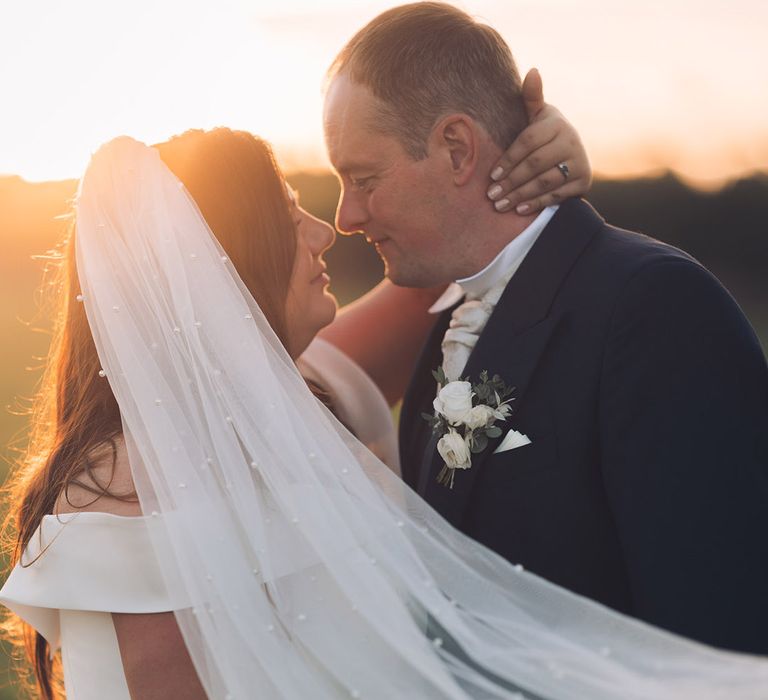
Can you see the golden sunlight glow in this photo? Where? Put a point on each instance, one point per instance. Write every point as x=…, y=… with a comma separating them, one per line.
x=650, y=84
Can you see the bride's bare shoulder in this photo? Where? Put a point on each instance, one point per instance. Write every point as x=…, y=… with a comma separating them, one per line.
x=105, y=485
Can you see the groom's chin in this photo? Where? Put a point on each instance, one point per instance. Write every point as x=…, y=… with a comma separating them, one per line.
x=411, y=276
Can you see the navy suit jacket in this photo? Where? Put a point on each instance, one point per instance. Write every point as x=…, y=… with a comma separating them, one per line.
x=644, y=391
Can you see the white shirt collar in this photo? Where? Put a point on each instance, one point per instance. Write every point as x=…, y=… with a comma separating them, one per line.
x=504, y=264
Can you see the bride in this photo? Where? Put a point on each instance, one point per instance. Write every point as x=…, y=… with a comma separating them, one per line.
x=296, y=564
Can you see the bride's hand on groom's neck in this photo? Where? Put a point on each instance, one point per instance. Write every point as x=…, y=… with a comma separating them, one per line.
x=545, y=164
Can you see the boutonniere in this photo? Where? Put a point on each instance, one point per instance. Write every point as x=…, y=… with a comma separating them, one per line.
x=465, y=419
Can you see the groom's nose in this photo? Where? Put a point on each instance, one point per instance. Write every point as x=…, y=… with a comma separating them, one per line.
x=351, y=214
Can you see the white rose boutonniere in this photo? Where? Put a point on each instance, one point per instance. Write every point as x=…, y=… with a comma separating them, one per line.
x=454, y=401
x=454, y=450
x=465, y=418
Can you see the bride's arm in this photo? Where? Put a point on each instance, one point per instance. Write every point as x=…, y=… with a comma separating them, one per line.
x=385, y=330
x=154, y=657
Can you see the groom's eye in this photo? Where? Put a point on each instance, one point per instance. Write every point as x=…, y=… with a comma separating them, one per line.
x=360, y=183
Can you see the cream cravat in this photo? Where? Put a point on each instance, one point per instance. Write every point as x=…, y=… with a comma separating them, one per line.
x=467, y=323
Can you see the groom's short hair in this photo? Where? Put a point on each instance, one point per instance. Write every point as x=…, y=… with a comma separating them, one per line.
x=428, y=59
####################
Reproduce all of the records above word for word, leaving out the pictures.

Can you see the golden sunlight glow in this photo? Where? Put a point on each instance, one point per instance. Write every point as x=…, y=… with a comma separating them, one per line.
x=650, y=84
Can you see the bride's bare shoulder in this photo? Where? Put a point on each instance, one point per instance. Write every point as x=…, y=… with a comma separating them, one per line.
x=105, y=485
Can you see the groom's chin in this photo? Where? Put a point on each instance, one point per instance. Write every point as x=…, y=… with a comma separating them, one per line.
x=411, y=276
Can you see the navy suit jacket in this photo? Where? Put a point on each instance, one point per instance. Write every point as x=…, y=… with a comma separating them, one per line.
x=644, y=391
Can you see the white shirt collar in this photo? Where? Put a point on each instance, one point per instance. Write every point as x=…, y=… with a comma separating them, one per line.
x=504, y=264
Can you see the bride in this photo? Where? Put a point on each instance, one point per instance. Write every point as x=…, y=… with a comma separating them, one per line.
x=296, y=564
Can you see the bride's hand on groom's neck in this photo? Where? Put a point on each instance, one point per instance. Write every point as x=…, y=… with a comma separating them, one per line.
x=545, y=164
Can you see the boutonniere in this photo? Where? Put a point on each instance, one point per instance. Write every point as x=…, y=… with a comma separating them, one per line.
x=465, y=419
Can you see the groom's nose in this photo? Where? Put a point on each instance, one point per instance. Write every point as x=…, y=… with a comma separating them, one per line.
x=351, y=214
Can you see the white rose boutonniere in this photo? Where? Put a point on each instance, one point per instance. Write every point as x=…, y=… with a comma separating them, one per line.
x=454, y=401
x=454, y=450
x=465, y=418
Can you see the bride's arm in this photo? Where? Put a point on each instance, one point per instance. Write every point as x=…, y=… with a comma separating them, one per line.
x=385, y=330
x=154, y=657
Can you see the groom's eye in this photo? Where? Put a point on each instance, one point per instance. Write every point as x=…, y=… with a comma separating them, one per line.
x=360, y=183
Can you see the cream cravat in this photo? Where? Put a point on each instance, one point per instance. Write every point as x=…, y=… with a comma separating them, one per line.
x=467, y=323
Can you see the groom's short hair in this photo? Where? Put a point on each instance, one point per instance. Write every point as x=…, y=… with a comma separating them, one per line.
x=428, y=59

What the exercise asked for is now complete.